[BEGIN Source extract]

HBase Succinctly^®
by Elton Stoneman

CHAPTER 1

Introducing HBase

What is HBase?

HBase is a NoSQL database that can run on a single machine, or a cluster of servers for performance and fault-tolerance. It’s built for scale—HBase tables can store billions of rows and millions of columns—but unlike other big data technologies, which are batch-oriented, HBase provides data access in real-time.

There are a few key concepts which make HBase different from other databases, and in this book we’ll learn all about row key structure, column families, and regions. But HBase uses the same fundamental concepts as other database designs, so it’s straightforward to pick it up.

HBase is free, open-source software from the Apache Foundation. It’s a cross-platform technology so you can run it on Windows, Linux, or OS/X machines, and there are hosted HBase solutions in the cloud from both Amazon Web Services and Microsoft Azure. In this book we'll use the easiest option of all—running HBase in a Docker container.

[END Source extract]
[BEGIN Information supplied]

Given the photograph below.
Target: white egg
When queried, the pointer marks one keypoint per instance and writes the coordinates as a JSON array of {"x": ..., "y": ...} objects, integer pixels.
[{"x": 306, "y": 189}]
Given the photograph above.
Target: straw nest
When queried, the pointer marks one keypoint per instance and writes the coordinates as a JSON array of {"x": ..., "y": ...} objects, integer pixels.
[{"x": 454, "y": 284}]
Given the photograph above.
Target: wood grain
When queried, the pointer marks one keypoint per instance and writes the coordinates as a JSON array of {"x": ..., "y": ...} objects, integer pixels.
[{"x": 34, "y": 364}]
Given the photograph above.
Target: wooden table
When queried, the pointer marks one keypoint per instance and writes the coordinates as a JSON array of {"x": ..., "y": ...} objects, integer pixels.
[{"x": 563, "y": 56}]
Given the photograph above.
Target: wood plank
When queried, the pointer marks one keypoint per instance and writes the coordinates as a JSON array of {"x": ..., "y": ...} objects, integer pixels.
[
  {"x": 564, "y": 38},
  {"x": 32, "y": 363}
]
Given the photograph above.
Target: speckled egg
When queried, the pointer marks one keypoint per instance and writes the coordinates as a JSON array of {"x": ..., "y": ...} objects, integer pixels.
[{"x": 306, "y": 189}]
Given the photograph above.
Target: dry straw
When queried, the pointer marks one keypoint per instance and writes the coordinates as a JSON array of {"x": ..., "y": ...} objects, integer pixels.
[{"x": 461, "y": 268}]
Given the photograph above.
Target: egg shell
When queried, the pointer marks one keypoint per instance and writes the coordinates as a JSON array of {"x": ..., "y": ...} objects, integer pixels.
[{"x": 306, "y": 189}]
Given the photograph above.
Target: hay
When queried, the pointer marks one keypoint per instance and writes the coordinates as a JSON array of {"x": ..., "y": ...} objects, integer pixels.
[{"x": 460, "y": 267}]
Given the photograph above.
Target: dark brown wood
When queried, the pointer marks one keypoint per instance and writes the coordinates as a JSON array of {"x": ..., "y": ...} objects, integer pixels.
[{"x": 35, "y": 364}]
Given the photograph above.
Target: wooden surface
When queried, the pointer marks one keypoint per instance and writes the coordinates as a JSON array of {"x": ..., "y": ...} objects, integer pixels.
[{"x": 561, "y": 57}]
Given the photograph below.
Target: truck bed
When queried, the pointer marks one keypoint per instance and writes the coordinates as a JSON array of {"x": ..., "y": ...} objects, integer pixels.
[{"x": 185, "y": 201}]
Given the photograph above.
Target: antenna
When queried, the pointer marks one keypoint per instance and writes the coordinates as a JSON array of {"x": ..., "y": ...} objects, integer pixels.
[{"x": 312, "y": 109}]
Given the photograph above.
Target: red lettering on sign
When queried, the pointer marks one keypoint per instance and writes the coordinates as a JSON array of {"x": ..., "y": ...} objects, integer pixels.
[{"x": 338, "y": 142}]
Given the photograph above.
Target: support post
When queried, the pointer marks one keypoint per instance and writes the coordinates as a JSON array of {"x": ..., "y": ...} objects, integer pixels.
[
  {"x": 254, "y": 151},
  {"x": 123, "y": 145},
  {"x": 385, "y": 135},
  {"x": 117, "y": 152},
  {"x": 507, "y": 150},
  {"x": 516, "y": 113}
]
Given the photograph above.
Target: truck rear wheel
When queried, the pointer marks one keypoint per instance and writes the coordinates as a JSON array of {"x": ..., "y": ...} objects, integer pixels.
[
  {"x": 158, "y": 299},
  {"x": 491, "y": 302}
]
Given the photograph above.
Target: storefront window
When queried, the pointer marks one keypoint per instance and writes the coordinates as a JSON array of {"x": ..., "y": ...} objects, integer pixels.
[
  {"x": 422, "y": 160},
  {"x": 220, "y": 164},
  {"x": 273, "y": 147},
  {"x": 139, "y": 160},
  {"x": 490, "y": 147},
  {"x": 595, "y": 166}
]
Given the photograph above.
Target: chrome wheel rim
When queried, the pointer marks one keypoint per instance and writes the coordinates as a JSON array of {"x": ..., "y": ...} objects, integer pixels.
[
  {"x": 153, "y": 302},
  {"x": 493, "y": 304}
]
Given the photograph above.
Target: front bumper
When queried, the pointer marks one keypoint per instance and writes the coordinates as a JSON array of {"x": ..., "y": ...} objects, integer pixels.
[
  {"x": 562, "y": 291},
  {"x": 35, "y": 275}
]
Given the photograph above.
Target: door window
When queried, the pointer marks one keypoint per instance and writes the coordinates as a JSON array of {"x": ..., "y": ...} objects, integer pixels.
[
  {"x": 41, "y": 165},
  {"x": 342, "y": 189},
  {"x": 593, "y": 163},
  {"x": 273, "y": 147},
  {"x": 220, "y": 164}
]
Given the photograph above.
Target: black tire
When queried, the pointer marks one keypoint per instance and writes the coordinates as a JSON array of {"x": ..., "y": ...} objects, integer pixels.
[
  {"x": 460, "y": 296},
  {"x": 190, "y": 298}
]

[END Information supplied]

Required actions
• A. According to the HBase introduction, why is it straightforward to pick up HBase?
• B. Pick out every line of the records that contains the string "truck", treating uppercase and lowercase as different.
The HBase introduction and the records are separate material with no connection between them.

Task answers
• A. HBase uses the same fundamental concepts as other database designs. That holds even though a few key concepts, such as row key structure, column families and regions, set it apart from other databases.

• B.
Target: truck bed
Target: truck rear wheel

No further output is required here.